In the data below, how many lines contain the string "Note"? Give only the number.

□ □ □ □ □ □ □

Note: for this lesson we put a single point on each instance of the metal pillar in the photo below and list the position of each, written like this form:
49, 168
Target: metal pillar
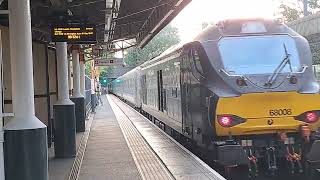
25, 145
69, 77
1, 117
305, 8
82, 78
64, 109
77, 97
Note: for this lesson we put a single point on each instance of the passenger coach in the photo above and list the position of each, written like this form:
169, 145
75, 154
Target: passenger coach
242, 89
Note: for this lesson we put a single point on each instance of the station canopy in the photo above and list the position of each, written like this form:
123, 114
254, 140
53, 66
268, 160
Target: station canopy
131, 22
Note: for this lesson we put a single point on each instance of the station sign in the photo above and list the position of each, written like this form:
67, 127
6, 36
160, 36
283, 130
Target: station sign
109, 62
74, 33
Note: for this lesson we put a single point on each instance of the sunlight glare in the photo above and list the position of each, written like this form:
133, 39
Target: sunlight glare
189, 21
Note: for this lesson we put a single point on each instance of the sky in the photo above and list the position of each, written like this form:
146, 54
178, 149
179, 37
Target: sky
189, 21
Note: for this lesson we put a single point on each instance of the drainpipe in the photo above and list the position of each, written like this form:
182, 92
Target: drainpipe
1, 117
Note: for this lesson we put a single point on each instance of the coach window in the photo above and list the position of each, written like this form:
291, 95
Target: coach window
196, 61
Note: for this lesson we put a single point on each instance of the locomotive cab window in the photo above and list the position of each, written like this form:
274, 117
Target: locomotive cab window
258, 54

□ □ □ □ □ □ □

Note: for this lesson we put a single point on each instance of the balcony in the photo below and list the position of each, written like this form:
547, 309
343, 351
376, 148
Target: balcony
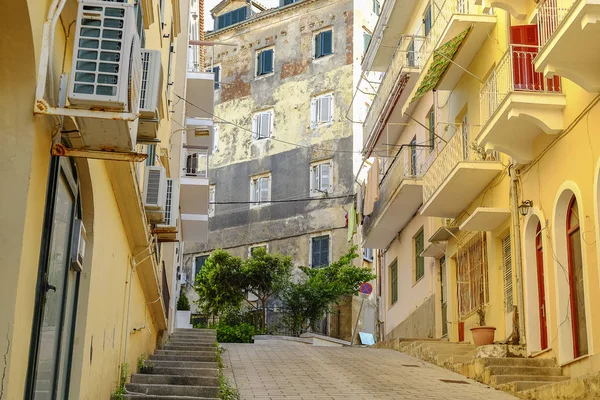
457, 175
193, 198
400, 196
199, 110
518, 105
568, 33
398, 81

□ □ □ □ □ □ □

▶ _WRITTEN ANSWER_
10